_Source extract_
Agriculture in India
We are all aware of the fact that the agriculture plays a vital role in generating revenue for our country and is of highest importance in the Indian economy. Over seventy percent of our rural households are extremely dependent on agriculture and this domain contributes to 17% of the GDP of India. Agriculture is the backbone for 60% of the population as it provides employment to such a huge population.
On September 2020, the president of our country Ram Nath Kovind gave his agreement or assent to three farm laws. These farm laws which was intended to make the lives of the farmers easier and enable the diversification of sales, are said to have loopholes and are not being accepted by the farmers of our nation. Hence, the farmers from the north and around the country had started protesting against this bill by gathering at the national capital border, which is still continuing today.
Currently, the Supreme Court has put the decision on hold. But, before knowing the repercussions or the impact on farmers, let us first understand what these laws actually are and what do they signify.
Life of farmers in India
Since ages our hardworking farmers have been a price takers. They have been procuring raw materials like seeds and fertilizers and pesticides on market price and selling their produce in a wholesale price.
After 1947, zamindari system was abolished and the farmlands were broken into smaller divisions. The servants or labourers became the owners of these smaller farmlands. But because of this the farmers could not have a bargaining power, since their produce quantities are smaller. The traders used this opportunity to their advantage and used to lend money to the farmers and after harvest they used to get the produce at a wholesale price. Hence the farmers couldn’t get the price they deserved for their crops and remained poor.
In 1960s, with the advent of green revolution, several amendments were brought in one of which was APMC/ mandis. There was a rule that the farmers can go there and sell their produce and the traders can gather and buy the crops and vegetables from them. They used to negotiate with the farmers and come to a price. But later the traders formed a union and decided on a subsidised price because of which again the farmers had to bear the pain of not getting a fair price for their products.
In this article, I am going to explain these three bills in detail without any bias.
Intent of the government behind passing these bills
So what is the intent behind proposing this bill?

[Coordinate annotation lines]
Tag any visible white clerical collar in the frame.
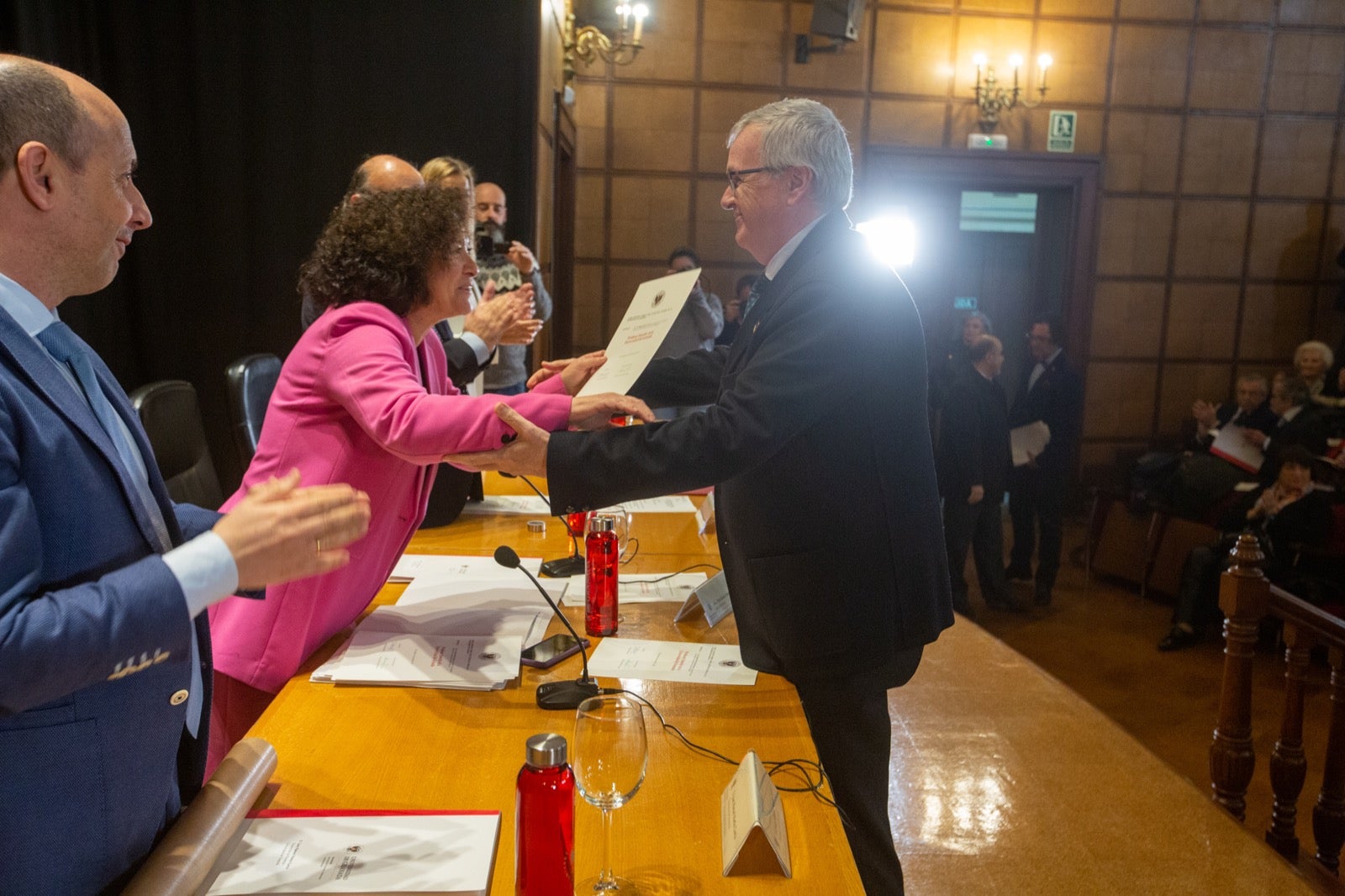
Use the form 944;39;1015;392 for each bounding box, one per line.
0;273;59;338
765;215;825;280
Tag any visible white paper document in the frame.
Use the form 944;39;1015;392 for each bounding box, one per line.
460;495;695;514
578;268;701;398
331;625;523;690
589;638;756;685
198;810;500;896
616;573;706;605
1009;419;1051;466
1209;426;1266;472
388;549;549;582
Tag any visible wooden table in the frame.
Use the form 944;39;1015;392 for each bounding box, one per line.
251;477;862;896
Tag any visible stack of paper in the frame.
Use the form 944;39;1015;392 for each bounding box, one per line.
311;580;551;690
198;810;500;896
616;573;704;605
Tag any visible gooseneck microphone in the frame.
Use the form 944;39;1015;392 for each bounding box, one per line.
495;545;607;709
496;471;585;578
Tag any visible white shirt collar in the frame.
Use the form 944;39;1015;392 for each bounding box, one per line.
765;215;825;280
0;273;59;338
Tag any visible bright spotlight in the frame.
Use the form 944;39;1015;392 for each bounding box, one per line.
854;215;916;268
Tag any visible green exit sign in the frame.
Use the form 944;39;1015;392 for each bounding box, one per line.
1047;109;1079;152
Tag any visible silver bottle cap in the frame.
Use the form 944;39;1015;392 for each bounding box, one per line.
527;735;565;768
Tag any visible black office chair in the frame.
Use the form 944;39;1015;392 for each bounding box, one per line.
130;379;224;509
224;356;280;470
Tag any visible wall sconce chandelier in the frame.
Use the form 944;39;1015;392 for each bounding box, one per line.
561;0;650;83
971;52;1052;133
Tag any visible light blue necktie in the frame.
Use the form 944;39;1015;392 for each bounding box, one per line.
38;320;202;737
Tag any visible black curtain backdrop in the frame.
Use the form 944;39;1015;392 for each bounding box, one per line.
0;0;540;490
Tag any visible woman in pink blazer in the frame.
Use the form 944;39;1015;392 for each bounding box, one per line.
207;190;652;775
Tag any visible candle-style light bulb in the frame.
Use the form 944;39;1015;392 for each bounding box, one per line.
630;3;650;45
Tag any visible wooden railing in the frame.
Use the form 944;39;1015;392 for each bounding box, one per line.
1209;534;1345;873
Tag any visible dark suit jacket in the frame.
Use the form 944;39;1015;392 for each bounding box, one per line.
1190;401;1279;451
0;309;219;893
1009;351;1084;477
547;213;952;686
1260;406;1327;482
937;369;1013;500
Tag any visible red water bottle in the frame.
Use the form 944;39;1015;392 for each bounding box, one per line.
583;514;617;638
514;735;574;896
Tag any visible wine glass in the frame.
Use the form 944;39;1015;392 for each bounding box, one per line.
572;694;650;893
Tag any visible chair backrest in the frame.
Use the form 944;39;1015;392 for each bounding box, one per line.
224;356;280;470
130;379;224;510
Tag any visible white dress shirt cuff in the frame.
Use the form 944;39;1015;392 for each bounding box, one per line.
164;531;238;619
459;329;491;365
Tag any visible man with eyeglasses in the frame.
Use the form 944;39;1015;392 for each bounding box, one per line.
449;99;952;896
1005;316;1083;607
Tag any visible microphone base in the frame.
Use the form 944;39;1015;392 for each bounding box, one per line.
542;554;585;578
536;678;604;709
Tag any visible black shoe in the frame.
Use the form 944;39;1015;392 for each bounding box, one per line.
1158;625;1197;654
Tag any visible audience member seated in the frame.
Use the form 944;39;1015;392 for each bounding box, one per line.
654;246;724;358
1242;377;1327;483
1188;374;1275;451
1130;372;1278;509
715;275;757;345
208;188;652;768
1158;445;1332;651
1294;339;1341;408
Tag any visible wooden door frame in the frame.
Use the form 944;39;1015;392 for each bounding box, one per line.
861;145;1101;374
551;90;578;358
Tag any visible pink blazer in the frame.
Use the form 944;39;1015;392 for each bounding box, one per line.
210;302;570;693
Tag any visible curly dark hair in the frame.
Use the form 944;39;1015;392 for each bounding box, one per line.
298;187;468;318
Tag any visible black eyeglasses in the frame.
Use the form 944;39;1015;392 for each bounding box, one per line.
724;168;775;192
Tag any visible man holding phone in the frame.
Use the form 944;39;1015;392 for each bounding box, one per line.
475;183;551;396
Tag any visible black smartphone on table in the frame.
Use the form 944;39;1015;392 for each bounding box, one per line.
522;634;589;668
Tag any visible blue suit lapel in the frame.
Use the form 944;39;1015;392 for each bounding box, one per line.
0;311;182;551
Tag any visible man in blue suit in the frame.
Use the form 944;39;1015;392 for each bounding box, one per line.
0;56;368;893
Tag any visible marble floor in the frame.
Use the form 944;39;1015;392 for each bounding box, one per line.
890;519;1345;893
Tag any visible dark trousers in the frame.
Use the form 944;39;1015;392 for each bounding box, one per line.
795;647;923;896
943;493;1009;608
1173;545;1228;631
1009;466;1065;594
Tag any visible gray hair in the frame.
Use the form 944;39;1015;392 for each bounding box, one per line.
726;98;854;211
1237;372;1269;393
1294;339;1336;367
0;56;92;175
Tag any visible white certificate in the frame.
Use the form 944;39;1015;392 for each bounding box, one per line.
580;268;701;397
589;638;756;685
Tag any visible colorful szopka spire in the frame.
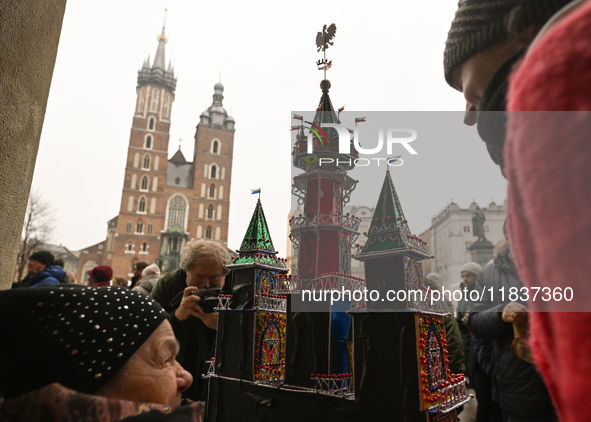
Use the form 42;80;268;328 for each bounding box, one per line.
226;199;287;271
356;170;429;260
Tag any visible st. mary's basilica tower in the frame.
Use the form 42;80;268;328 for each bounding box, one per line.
76;23;235;280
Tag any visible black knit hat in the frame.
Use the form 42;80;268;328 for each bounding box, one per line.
0;284;168;398
29;251;55;267
443;0;571;88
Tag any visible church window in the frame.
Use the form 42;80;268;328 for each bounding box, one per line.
166;195;187;230
137;88;146;112
164;94;170;117
137;196;146;212
150;88;158;111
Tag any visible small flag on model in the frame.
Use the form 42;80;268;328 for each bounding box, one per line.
388;155;402;165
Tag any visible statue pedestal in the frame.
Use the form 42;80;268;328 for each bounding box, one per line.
468;240;495;266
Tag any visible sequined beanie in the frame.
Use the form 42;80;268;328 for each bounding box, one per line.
443;0;571;89
0;284;168;399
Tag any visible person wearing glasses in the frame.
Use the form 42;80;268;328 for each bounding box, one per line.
150;240;230;401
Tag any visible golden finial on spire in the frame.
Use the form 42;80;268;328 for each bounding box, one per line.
156;8;168;44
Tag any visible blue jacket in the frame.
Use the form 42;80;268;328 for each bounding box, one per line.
24;265;65;287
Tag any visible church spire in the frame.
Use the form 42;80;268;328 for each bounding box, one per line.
137;9;176;95
152;9;168;71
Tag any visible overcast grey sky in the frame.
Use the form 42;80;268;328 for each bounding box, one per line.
28;0;505;255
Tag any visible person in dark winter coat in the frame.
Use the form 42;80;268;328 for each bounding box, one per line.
468;247;557;422
425;273;466;374
131;264;160;296
25;265;65;287
150;240;230;400
457;261;482;366
20;251;65;287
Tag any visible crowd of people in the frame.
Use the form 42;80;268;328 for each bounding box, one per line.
0;240;230;421
0;0;591;422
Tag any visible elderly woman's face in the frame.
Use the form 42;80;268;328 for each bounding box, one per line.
97;321;193;406
187;257;226;289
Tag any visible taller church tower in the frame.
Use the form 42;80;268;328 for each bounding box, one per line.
84;23;235;280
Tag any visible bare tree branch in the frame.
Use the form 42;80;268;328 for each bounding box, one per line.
15;192;56;281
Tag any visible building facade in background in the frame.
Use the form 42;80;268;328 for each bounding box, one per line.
419;201;507;290
77;28;235;281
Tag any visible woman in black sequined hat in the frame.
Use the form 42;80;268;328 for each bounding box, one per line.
0;285;203;421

_Brief_
Answer these questions using the text on agriculture in India.
1. What percentage of India's GDP does agriculture contribute?
2. In what month and year did the president give assent to three farm laws?
3. Which system was abolished after 1947?

_Solution_
1. 17%
2. September 2020
3. The zamindari system